Extract the lines of the records verbatim, starting with the line that contains "Could you point to the fence line" and continuing through the final line of the records.

● RECORD LIST:
┌────────

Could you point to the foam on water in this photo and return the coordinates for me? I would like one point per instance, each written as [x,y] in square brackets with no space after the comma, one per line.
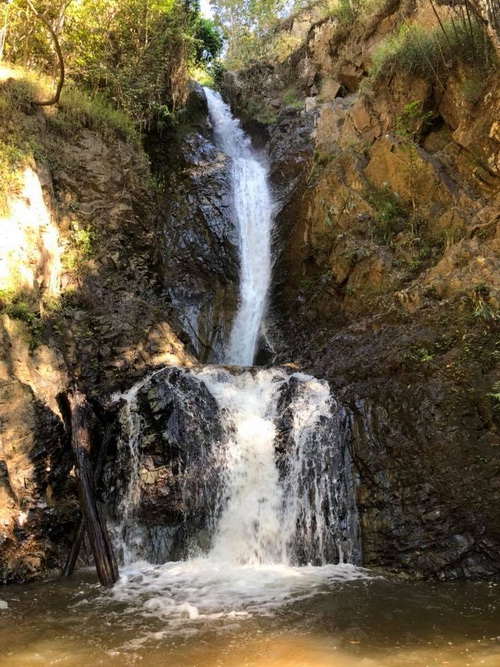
[204,589]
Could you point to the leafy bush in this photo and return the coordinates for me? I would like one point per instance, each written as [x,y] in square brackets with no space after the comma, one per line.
[77,109]
[429,54]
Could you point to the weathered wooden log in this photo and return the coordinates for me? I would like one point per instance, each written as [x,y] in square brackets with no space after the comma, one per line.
[70,564]
[105,562]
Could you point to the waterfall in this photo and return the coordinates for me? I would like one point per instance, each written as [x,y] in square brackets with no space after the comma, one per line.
[238,480]
[253,212]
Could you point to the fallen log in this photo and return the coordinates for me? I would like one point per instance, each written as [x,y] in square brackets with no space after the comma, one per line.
[76,546]
[102,550]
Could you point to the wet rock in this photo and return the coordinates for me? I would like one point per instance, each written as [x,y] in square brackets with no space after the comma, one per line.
[201,256]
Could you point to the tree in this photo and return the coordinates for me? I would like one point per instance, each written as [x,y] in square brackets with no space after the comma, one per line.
[488,15]
[55,98]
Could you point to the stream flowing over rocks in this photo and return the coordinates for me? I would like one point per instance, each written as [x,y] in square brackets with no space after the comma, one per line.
[374,286]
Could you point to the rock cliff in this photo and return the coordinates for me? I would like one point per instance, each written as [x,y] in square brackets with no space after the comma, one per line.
[93,269]
[387,274]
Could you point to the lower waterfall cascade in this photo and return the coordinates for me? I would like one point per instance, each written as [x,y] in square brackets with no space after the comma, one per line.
[235,483]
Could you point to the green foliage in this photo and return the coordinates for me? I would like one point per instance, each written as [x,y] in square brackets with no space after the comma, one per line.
[482,308]
[391,215]
[412,120]
[81,247]
[77,110]
[17,145]
[495,395]
[18,307]
[209,40]
[132,54]
[431,53]
[291,98]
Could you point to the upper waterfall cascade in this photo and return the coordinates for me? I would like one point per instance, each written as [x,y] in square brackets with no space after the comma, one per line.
[243,472]
[253,213]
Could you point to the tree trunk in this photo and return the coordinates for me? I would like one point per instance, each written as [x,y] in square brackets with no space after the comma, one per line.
[107,569]
[482,11]
[55,98]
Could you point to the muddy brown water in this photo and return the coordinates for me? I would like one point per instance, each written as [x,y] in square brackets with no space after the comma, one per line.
[365,623]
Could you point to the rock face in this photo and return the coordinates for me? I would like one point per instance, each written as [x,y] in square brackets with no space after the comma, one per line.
[82,301]
[386,283]
[176,472]
[201,244]
[167,486]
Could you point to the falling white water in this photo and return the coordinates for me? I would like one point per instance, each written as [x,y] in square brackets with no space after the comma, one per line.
[282,506]
[272,519]
[253,209]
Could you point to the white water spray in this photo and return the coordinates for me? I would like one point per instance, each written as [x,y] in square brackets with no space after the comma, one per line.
[253,210]
[283,497]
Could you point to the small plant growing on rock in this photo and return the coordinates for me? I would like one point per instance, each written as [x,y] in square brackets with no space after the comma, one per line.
[412,120]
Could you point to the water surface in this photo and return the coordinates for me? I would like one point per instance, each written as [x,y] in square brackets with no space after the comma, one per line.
[341,623]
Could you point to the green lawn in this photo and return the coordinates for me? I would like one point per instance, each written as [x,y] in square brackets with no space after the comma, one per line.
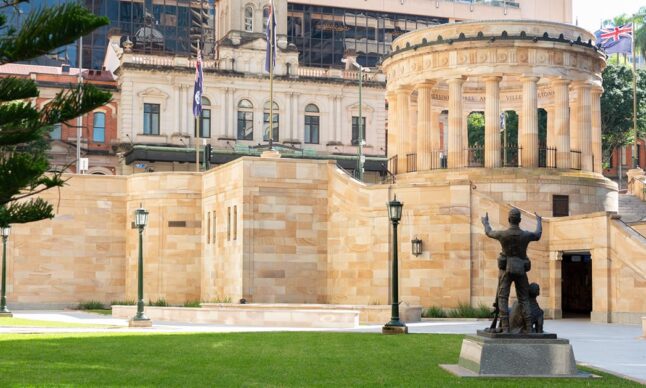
[20,322]
[244,359]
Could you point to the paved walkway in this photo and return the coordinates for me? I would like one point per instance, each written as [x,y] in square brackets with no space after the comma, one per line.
[615,348]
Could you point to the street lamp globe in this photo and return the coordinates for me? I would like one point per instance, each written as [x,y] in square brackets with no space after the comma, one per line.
[141,217]
[395,210]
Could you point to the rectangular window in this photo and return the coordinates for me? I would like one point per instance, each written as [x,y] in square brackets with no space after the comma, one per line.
[98,132]
[245,125]
[355,129]
[151,119]
[312,129]
[208,228]
[265,136]
[235,222]
[214,229]
[56,132]
[228,223]
[560,206]
[205,123]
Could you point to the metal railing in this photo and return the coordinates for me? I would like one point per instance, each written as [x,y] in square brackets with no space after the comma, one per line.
[510,156]
[547,157]
[475,156]
[411,162]
[576,160]
[392,165]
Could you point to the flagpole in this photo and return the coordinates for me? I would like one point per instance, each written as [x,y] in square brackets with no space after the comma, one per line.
[632,50]
[271,77]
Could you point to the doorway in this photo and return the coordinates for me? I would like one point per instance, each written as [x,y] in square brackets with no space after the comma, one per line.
[576,287]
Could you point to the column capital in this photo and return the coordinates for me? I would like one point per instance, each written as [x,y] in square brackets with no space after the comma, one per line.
[456,80]
[492,78]
[560,82]
[428,84]
[582,84]
[529,78]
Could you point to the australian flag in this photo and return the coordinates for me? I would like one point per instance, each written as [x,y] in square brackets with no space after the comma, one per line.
[270,60]
[616,39]
[197,90]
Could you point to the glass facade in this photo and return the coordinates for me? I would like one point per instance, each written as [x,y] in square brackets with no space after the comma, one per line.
[323,34]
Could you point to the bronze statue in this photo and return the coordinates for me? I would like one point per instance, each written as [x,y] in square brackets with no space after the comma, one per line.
[513,265]
[516,318]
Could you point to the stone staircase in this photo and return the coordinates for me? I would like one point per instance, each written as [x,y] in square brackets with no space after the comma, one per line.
[631,208]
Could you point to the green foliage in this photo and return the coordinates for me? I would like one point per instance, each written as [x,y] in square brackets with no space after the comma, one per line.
[219,299]
[247,359]
[24,128]
[127,302]
[617,107]
[434,312]
[91,305]
[160,302]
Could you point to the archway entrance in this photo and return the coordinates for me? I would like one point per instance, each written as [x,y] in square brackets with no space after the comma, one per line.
[576,287]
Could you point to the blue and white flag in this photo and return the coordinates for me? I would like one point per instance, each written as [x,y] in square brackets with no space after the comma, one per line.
[616,39]
[197,90]
[270,60]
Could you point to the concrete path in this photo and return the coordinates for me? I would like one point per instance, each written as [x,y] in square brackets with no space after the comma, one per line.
[615,348]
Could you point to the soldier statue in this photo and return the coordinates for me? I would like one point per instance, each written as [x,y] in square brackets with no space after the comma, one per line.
[513,265]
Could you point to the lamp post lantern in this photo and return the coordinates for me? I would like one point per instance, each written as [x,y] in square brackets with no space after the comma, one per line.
[395,326]
[4,311]
[139,320]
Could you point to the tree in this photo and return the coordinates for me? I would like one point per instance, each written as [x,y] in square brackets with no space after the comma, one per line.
[617,107]
[23,164]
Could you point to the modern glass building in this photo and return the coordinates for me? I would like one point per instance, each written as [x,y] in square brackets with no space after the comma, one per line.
[323,34]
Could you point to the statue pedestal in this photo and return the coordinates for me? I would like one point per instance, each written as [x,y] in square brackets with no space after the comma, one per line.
[514,355]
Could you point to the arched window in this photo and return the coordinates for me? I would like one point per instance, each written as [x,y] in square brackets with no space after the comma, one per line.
[248,18]
[98,128]
[205,118]
[312,122]
[275,128]
[245,120]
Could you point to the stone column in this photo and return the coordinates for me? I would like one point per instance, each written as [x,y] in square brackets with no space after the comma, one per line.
[456,150]
[403,102]
[584,123]
[561,111]
[436,138]
[528,135]
[424,126]
[596,128]
[550,141]
[392,125]
[492,122]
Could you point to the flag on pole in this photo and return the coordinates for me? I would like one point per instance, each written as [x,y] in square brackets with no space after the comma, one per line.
[616,39]
[270,60]
[197,90]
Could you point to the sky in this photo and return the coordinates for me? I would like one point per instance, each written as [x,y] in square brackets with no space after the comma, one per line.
[591,12]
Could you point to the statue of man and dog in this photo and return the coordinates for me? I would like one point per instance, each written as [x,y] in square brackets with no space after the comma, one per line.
[513,264]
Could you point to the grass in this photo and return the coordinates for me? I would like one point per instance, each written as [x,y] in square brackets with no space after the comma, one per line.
[249,359]
[20,322]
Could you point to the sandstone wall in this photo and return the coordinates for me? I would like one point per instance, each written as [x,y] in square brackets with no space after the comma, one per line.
[78,255]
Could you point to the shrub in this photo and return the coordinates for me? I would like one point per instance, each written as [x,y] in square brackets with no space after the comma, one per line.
[91,305]
[128,302]
[160,302]
[434,312]
[224,299]
[192,303]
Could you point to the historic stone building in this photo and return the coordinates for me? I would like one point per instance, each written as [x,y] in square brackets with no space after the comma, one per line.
[303,231]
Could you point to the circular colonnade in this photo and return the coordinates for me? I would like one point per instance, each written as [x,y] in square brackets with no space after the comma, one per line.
[494,66]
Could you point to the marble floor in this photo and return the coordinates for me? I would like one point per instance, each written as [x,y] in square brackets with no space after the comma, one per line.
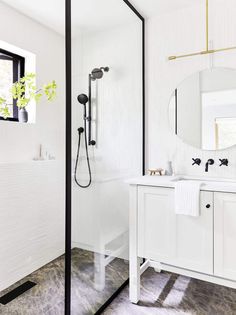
[47,297]
[171,294]
[161,294]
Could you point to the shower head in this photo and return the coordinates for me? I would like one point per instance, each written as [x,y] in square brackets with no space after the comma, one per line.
[97,73]
[82,99]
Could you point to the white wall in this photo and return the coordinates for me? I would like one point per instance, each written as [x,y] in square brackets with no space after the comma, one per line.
[32,193]
[20,142]
[180,32]
[188,105]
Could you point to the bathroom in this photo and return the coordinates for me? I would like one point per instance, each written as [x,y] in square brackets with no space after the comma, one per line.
[113,92]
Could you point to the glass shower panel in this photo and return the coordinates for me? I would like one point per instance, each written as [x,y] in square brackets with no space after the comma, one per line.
[107,145]
[32,157]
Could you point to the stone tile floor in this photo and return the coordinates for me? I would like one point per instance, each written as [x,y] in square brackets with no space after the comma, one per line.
[161,294]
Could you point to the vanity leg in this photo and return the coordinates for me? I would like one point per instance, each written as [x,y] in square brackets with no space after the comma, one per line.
[134,271]
[134,282]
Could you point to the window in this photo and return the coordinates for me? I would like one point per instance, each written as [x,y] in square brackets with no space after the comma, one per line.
[12,68]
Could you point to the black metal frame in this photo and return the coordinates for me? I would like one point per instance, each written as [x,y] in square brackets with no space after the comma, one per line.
[18,72]
[69,153]
[176,111]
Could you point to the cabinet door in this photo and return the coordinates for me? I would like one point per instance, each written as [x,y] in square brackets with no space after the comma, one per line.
[178,240]
[225,235]
[156,223]
[194,238]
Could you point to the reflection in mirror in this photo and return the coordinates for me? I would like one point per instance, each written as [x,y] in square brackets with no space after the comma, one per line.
[203,109]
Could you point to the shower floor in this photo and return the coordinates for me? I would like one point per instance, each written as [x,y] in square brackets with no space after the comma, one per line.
[47,297]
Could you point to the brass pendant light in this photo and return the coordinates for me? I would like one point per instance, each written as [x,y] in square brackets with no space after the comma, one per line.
[207,51]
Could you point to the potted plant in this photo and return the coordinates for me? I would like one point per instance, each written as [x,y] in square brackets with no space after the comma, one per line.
[24,91]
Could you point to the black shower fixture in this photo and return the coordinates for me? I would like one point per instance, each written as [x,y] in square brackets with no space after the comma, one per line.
[83,99]
[97,73]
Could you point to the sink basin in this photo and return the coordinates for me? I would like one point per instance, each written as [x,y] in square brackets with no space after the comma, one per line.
[203,180]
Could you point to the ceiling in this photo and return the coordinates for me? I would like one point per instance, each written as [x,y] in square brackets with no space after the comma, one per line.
[89,15]
[150,8]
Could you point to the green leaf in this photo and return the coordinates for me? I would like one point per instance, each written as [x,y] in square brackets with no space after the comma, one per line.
[4,111]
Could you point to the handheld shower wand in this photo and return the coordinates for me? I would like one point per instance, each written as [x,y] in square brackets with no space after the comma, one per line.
[96,74]
[83,99]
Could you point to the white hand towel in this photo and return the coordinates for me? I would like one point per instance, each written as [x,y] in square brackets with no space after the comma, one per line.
[187,197]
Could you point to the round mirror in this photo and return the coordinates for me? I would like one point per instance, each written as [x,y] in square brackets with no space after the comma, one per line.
[203,109]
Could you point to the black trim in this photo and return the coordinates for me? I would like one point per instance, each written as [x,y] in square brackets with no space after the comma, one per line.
[114,295]
[69,153]
[68,160]
[143,83]
[15,293]
[176,111]
[18,72]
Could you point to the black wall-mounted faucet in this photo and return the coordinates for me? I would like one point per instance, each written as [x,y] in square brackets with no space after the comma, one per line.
[209,162]
[224,162]
[196,161]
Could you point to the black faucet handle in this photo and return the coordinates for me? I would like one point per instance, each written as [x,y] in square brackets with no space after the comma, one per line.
[224,162]
[196,161]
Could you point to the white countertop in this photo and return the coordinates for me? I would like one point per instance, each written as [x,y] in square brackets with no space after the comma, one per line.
[169,182]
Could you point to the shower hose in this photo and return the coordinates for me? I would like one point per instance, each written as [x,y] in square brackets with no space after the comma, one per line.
[80,131]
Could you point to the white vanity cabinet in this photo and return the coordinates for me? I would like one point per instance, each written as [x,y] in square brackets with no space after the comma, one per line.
[202,247]
[225,235]
[178,240]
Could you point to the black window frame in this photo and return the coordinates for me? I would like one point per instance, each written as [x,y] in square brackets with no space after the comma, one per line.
[18,72]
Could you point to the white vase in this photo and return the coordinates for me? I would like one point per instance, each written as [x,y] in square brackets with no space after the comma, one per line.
[23,115]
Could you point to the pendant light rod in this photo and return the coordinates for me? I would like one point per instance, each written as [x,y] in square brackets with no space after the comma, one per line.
[207,51]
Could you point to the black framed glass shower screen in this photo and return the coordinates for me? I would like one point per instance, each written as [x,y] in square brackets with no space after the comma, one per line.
[105,61]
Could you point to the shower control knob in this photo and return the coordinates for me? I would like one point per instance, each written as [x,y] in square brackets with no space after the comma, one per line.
[196,161]
[80,130]
[92,142]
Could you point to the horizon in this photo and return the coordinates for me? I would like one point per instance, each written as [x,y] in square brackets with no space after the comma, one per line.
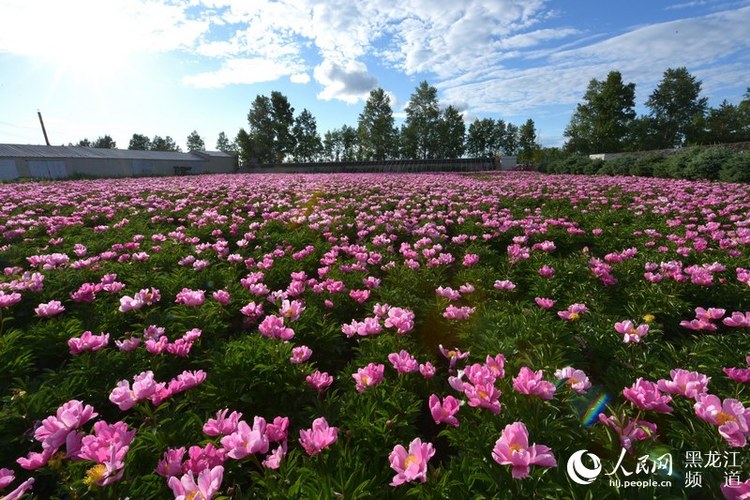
[169,68]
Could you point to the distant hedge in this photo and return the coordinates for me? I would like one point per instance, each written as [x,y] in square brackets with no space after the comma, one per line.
[697,162]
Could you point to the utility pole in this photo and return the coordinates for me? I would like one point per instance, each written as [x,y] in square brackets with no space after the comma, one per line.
[44,130]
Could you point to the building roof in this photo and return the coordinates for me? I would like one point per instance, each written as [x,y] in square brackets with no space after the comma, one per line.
[57,152]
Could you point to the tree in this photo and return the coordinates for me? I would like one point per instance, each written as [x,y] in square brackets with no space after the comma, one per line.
[527,141]
[375,127]
[139,142]
[451,134]
[164,144]
[195,142]
[509,140]
[308,146]
[676,107]
[222,143]
[259,145]
[104,142]
[283,119]
[602,122]
[420,133]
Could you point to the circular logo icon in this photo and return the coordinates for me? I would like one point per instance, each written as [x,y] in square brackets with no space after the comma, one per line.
[578,472]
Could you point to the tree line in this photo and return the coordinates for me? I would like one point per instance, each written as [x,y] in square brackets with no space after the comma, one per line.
[606,121]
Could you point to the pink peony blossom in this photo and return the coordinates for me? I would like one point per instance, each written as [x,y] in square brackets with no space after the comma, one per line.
[685,383]
[411,465]
[88,342]
[576,379]
[531,383]
[646,396]
[444,412]
[50,309]
[319,437]
[513,449]
[368,376]
[319,380]
[403,362]
[186,488]
[246,440]
[630,332]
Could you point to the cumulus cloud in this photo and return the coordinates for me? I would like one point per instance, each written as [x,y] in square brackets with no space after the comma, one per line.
[349,83]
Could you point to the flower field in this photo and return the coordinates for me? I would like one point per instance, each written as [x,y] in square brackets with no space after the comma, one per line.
[375,336]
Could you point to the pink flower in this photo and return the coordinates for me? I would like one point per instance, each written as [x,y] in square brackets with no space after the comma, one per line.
[427,370]
[368,376]
[738,320]
[7,300]
[400,319]
[300,354]
[51,308]
[191,298]
[629,430]
[222,425]
[483,395]
[319,437]
[573,312]
[685,383]
[458,313]
[88,342]
[221,296]
[630,332]
[646,395]
[209,482]
[246,440]
[576,379]
[411,465]
[739,375]
[203,458]
[444,412]
[730,416]
[546,272]
[319,380]
[513,449]
[544,303]
[171,463]
[504,285]
[273,326]
[403,362]
[531,383]
[144,387]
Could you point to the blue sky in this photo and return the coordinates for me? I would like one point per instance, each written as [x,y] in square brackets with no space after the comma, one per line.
[118,67]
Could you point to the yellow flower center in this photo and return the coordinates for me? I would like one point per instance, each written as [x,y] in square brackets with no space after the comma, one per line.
[724,417]
[95,474]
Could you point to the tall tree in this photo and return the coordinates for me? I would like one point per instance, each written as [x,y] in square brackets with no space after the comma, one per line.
[676,107]
[509,140]
[420,133]
[222,143]
[140,142]
[283,120]
[260,141]
[375,127]
[104,142]
[308,146]
[602,122]
[195,142]
[166,143]
[527,141]
[451,133]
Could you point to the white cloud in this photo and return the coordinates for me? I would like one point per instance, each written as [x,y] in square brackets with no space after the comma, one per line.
[239,71]
[349,83]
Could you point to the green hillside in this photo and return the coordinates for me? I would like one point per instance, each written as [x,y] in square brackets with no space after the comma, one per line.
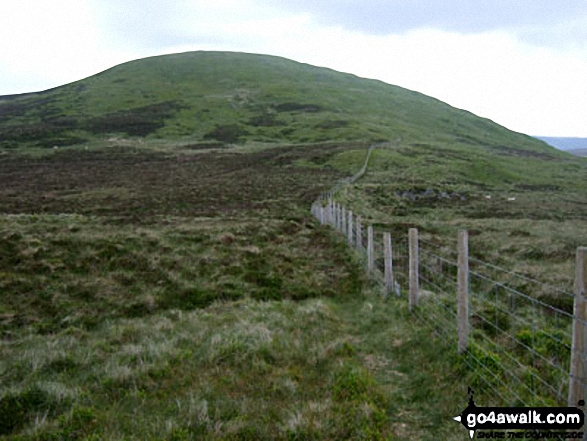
[233,97]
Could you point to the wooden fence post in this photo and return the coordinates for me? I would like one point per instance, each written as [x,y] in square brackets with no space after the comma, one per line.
[578,349]
[359,233]
[414,268]
[350,228]
[388,252]
[463,296]
[370,250]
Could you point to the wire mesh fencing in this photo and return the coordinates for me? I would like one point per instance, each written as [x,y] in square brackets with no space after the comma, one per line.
[522,339]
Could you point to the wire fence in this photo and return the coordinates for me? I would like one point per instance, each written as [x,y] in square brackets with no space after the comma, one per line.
[517,336]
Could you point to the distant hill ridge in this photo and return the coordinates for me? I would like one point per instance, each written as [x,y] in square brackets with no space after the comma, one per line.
[230,97]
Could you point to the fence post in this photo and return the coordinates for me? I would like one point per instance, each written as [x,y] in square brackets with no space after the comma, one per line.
[463,299]
[388,251]
[414,268]
[350,228]
[359,233]
[370,251]
[578,349]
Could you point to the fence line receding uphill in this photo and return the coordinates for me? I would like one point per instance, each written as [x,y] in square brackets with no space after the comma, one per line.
[520,348]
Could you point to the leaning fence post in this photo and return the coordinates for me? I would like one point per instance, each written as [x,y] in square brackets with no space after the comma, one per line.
[463,296]
[370,251]
[388,252]
[350,228]
[414,268]
[359,233]
[578,349]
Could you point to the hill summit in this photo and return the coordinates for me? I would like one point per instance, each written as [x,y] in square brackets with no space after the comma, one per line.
[235,97]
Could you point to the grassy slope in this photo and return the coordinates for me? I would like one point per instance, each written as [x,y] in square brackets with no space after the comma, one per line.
[237,97]
[109,255]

└────────

● SOLUTION FOR THIS EXERCISE:
Could you point to the fence line receding uphill in this photo and return the coordinates for me? I would like one point per instance, each written as [x,y] in square brackets with no space after the comma, one per line.
[520,348]
Could you point to the leaning fence post in this photo and return the coordinates for me? I would like one point per instance, each written as [x,y] in square brackets with no space after the comma, one per line.
[463,296]
[370,251]
[388,252]
[350,228]
[414,268]
[359,233]
[578,349]
Could you point to the hill summit in this photo and return the coordinates for me? I would like one point per instance, each written as [x,y] in square brackets with no space after the comma, one per line.
[235,97]
Could you point to the grassy slope in this photo and return the coordinates for me? I would like one point per instance, each written as [x,y] in square brackets with no space after the comma, one per line.
[237,97]
[109,255]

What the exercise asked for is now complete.